Exercise aim: Every line below containing the word "white" should be found and copied.

..............................

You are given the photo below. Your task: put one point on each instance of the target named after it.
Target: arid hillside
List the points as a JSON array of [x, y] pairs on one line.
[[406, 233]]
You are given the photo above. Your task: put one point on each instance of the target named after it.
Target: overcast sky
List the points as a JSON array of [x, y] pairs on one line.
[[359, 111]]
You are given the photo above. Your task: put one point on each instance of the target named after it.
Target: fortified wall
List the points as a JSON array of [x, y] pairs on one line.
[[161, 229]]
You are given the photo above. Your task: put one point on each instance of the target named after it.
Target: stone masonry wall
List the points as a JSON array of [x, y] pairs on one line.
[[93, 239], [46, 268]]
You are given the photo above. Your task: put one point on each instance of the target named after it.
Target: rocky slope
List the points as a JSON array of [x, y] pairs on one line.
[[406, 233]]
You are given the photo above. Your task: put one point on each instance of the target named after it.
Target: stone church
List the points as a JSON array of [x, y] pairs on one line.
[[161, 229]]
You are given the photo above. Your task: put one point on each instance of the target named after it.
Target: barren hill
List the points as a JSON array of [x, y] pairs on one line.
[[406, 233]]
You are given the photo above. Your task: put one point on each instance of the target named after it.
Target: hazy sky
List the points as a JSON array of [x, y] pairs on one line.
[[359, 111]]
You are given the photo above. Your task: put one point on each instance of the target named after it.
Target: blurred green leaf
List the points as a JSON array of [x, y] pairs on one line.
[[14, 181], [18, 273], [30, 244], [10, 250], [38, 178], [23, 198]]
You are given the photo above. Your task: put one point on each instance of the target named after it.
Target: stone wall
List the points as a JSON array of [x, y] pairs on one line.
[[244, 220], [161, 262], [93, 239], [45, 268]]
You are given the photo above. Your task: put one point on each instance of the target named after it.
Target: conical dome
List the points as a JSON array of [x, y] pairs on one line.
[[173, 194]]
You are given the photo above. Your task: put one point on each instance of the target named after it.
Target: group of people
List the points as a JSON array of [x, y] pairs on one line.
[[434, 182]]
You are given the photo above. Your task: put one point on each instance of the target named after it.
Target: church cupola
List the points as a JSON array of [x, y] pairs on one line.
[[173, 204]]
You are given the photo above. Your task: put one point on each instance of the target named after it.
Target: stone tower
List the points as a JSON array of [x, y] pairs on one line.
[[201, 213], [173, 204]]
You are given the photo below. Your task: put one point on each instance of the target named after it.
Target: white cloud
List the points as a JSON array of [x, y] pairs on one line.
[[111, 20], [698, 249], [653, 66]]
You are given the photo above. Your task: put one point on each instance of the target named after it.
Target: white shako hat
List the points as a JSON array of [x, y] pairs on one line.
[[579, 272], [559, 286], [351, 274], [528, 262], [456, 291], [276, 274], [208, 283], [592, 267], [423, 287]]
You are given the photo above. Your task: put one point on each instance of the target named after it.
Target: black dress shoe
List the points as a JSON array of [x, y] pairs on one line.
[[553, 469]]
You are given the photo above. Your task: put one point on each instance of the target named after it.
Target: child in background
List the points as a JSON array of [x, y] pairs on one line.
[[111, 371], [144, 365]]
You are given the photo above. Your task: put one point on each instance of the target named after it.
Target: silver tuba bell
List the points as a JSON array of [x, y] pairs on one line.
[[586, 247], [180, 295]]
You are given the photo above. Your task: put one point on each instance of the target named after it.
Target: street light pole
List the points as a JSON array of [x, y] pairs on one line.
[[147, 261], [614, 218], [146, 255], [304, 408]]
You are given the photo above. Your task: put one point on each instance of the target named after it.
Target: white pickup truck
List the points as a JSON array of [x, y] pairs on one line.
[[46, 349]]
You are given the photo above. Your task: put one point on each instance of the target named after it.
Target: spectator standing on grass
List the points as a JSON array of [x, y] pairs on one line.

..............................

Answer space:
Target: white cloud
Target: white shako hat
Target: white pickup truck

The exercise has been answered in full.